- [What is needed]
Collect every line of the material below that contains the word "grass" and copy each one in full. Treat the match as case-sensitive.

- [Given information]

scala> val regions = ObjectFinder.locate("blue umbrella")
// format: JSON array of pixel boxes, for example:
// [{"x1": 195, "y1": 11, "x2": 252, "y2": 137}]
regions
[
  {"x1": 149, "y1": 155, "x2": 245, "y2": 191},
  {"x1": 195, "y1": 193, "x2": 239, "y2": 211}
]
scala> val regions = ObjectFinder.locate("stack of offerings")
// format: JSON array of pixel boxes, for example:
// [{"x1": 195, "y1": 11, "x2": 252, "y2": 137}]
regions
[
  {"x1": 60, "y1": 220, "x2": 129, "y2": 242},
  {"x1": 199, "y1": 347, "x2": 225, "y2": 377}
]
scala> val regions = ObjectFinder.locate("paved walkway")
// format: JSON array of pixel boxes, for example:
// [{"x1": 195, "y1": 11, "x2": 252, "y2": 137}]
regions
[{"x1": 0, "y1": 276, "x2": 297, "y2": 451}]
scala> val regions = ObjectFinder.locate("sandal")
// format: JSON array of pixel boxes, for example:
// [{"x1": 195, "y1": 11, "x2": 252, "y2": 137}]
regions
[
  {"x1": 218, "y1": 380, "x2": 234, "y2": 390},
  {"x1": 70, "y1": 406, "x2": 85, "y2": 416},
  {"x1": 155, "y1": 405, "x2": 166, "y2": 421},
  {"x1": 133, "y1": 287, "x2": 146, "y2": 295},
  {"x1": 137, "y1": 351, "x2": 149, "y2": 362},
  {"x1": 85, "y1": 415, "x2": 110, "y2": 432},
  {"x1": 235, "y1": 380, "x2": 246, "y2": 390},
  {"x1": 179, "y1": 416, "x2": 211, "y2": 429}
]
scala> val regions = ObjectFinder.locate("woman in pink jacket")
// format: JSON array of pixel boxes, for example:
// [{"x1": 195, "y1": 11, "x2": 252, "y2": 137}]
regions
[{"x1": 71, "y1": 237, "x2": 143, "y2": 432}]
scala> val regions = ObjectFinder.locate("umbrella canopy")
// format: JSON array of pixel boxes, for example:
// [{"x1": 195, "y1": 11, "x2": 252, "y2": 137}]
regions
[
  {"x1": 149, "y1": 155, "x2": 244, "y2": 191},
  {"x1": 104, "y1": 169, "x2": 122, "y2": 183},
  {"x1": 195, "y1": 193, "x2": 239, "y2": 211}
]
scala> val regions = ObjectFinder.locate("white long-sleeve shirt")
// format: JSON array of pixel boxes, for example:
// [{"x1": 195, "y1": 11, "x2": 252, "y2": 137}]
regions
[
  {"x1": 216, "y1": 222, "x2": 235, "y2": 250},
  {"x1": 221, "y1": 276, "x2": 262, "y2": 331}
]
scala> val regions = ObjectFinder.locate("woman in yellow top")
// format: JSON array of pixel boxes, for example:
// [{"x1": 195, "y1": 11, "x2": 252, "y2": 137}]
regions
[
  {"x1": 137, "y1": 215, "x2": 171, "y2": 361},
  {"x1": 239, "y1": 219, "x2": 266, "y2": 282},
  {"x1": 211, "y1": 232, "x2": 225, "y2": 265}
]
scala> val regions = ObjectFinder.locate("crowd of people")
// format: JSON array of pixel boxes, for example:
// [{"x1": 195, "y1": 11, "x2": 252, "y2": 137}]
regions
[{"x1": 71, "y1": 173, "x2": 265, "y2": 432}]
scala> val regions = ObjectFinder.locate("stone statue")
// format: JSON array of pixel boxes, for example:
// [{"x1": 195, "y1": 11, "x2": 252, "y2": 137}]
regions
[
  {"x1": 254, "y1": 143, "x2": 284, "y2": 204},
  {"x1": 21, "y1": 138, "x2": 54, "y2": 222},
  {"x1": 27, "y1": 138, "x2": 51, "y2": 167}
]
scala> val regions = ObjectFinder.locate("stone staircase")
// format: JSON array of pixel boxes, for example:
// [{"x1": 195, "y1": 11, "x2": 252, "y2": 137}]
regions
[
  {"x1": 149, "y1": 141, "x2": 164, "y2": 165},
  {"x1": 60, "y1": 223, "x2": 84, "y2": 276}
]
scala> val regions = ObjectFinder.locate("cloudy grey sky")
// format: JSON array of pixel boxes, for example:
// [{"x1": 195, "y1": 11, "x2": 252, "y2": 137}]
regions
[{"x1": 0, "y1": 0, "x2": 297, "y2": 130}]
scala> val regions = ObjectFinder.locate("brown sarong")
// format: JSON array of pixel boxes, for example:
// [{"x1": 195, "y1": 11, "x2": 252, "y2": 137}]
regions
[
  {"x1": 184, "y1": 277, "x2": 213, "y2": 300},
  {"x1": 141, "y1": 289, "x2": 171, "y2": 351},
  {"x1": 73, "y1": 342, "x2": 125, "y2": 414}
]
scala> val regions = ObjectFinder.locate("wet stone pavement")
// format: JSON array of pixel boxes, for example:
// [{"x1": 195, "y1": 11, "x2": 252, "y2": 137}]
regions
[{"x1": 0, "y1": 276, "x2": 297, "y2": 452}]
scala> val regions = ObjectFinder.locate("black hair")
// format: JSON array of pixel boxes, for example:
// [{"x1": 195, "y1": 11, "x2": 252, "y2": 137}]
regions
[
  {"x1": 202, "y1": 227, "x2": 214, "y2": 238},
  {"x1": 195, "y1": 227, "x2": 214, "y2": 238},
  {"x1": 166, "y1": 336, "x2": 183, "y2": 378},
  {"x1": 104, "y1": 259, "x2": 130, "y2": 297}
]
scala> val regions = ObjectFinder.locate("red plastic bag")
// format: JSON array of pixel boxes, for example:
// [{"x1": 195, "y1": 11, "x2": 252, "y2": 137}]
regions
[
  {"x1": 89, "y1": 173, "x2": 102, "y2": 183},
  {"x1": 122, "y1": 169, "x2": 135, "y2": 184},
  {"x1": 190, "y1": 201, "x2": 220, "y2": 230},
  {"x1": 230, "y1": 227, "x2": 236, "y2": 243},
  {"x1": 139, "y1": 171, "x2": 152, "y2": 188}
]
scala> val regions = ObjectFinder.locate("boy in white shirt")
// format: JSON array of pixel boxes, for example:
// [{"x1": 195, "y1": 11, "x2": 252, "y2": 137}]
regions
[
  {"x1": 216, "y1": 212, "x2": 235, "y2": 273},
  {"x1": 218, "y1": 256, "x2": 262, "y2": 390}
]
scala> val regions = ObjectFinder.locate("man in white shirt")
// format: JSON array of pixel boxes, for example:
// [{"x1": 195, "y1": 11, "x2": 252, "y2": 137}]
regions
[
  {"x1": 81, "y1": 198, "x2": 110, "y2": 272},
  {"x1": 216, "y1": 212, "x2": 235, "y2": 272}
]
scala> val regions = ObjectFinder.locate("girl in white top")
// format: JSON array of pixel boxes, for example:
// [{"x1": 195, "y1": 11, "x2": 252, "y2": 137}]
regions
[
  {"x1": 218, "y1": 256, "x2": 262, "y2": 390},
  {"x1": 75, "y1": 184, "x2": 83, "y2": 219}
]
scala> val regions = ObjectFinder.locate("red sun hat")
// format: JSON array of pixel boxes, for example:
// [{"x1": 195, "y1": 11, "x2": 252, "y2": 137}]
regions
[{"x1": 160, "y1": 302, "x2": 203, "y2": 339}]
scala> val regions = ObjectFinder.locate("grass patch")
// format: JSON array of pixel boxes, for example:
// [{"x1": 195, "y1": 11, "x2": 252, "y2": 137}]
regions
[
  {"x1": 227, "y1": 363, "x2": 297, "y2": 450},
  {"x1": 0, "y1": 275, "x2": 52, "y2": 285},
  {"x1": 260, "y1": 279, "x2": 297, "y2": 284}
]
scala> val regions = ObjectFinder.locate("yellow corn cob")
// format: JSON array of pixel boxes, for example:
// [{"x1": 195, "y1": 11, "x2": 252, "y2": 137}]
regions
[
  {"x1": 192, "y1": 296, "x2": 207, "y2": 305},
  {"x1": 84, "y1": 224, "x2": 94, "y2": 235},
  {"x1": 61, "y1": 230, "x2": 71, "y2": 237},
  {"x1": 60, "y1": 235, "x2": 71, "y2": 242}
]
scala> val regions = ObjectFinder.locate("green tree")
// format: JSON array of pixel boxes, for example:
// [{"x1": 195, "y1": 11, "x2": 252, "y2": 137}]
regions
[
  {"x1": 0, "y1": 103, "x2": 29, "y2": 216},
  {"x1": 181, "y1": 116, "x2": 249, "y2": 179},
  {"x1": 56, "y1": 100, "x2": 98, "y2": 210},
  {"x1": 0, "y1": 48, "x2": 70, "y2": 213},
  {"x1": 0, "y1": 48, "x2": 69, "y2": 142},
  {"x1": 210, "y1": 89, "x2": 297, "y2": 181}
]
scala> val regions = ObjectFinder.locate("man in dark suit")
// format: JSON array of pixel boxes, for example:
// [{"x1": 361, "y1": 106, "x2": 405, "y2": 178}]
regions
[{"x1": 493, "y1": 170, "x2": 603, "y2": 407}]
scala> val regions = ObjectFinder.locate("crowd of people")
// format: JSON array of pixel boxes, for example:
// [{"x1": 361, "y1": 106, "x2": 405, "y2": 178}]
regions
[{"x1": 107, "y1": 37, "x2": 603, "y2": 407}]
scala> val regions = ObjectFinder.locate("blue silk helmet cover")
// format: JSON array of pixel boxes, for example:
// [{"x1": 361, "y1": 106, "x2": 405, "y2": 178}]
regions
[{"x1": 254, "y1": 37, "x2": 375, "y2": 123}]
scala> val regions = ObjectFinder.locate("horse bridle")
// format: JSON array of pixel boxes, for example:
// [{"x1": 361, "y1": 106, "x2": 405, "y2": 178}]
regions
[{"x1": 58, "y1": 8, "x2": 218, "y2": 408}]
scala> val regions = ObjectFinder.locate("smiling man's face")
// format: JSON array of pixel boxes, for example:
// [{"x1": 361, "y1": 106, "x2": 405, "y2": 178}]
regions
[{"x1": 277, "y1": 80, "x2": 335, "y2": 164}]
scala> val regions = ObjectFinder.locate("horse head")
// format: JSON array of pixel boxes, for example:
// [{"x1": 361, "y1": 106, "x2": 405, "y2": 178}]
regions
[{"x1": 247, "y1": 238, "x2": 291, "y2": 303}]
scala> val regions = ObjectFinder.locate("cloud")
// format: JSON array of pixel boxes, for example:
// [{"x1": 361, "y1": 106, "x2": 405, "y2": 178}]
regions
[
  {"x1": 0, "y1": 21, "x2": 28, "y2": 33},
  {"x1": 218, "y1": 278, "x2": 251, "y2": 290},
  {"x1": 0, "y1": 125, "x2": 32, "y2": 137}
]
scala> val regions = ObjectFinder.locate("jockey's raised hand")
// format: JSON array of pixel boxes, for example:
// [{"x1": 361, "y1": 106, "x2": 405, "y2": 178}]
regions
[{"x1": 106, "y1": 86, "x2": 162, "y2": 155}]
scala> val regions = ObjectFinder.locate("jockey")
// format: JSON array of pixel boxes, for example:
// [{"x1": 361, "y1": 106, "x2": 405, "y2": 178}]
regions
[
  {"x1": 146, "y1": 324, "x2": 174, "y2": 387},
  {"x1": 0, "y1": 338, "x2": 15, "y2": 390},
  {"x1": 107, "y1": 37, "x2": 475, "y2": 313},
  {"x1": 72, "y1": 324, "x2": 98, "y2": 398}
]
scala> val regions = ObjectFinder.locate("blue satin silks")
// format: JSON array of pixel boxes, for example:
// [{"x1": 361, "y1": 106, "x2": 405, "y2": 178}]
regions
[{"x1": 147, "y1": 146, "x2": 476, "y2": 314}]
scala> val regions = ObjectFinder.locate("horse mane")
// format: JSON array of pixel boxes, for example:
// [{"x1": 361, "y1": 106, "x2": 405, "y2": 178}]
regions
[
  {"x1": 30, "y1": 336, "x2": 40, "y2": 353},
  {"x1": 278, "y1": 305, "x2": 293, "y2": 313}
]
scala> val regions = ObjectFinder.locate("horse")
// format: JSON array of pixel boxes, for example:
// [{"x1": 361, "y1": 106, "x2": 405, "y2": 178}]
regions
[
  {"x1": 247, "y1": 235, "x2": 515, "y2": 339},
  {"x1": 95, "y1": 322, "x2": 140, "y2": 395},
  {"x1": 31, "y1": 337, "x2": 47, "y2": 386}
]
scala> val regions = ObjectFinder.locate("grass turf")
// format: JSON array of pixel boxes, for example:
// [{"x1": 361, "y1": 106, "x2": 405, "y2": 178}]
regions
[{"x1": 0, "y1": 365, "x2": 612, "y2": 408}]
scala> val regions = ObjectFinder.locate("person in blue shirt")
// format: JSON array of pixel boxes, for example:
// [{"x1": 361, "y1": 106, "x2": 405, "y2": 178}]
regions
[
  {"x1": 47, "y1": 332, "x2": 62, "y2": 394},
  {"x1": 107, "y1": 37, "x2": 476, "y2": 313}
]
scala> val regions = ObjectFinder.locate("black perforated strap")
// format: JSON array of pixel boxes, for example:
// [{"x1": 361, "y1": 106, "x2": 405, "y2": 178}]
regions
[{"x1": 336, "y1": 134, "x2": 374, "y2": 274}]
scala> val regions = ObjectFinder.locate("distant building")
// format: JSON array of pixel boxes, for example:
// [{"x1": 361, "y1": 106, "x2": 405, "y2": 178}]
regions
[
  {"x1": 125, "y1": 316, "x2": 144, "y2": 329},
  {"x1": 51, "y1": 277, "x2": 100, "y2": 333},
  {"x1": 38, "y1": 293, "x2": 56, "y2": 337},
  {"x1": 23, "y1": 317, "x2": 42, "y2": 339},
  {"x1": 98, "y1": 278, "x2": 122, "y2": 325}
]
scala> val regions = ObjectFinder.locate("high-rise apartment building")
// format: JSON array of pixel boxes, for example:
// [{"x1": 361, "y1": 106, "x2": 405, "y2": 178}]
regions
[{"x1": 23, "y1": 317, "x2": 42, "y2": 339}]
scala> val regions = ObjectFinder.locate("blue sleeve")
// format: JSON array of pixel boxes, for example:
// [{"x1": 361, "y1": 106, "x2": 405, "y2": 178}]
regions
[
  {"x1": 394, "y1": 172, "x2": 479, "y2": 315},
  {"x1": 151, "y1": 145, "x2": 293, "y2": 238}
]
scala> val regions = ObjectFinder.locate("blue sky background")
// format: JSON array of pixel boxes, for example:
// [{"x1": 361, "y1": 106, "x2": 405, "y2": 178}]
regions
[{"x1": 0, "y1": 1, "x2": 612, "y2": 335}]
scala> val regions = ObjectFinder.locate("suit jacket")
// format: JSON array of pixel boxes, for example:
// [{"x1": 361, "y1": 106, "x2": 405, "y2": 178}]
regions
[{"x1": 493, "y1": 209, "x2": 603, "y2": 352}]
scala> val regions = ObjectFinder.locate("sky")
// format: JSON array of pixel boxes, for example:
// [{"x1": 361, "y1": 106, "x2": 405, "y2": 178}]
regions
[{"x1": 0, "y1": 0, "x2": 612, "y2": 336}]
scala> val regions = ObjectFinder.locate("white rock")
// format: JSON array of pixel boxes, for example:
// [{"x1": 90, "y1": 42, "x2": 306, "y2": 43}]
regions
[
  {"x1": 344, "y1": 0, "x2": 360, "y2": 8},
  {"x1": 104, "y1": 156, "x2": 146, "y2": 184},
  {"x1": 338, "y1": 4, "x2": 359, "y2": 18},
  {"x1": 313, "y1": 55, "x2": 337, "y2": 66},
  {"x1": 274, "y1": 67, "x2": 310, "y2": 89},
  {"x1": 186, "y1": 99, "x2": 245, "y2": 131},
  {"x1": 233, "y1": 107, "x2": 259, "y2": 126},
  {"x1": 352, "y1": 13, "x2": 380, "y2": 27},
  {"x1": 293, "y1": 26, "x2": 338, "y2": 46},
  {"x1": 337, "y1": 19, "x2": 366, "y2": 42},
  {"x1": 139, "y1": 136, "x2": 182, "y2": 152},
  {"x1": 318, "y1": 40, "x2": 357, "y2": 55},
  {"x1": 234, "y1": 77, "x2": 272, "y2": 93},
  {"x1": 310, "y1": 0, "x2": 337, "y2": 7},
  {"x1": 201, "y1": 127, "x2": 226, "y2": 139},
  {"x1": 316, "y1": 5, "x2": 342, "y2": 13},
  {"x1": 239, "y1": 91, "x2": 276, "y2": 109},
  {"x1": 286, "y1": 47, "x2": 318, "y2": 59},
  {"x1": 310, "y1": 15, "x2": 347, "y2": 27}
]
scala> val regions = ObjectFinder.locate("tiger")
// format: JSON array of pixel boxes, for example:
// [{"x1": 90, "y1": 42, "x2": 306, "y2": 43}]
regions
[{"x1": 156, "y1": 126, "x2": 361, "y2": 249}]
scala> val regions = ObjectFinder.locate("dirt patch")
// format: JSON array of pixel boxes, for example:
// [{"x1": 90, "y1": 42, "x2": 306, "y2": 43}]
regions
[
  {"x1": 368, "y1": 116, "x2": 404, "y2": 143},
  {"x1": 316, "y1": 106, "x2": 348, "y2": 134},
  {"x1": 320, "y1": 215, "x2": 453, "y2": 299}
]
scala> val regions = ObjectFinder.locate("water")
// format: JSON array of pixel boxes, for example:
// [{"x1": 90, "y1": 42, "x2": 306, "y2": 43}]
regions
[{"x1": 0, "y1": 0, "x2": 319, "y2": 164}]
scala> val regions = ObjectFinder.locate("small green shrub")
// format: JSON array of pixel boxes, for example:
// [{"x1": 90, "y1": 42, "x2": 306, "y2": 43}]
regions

- [Response below]
scala> val regions = ObjectFinder.locate("grass patch")
scala> val regions = ObjectFinder.locate("grass turf")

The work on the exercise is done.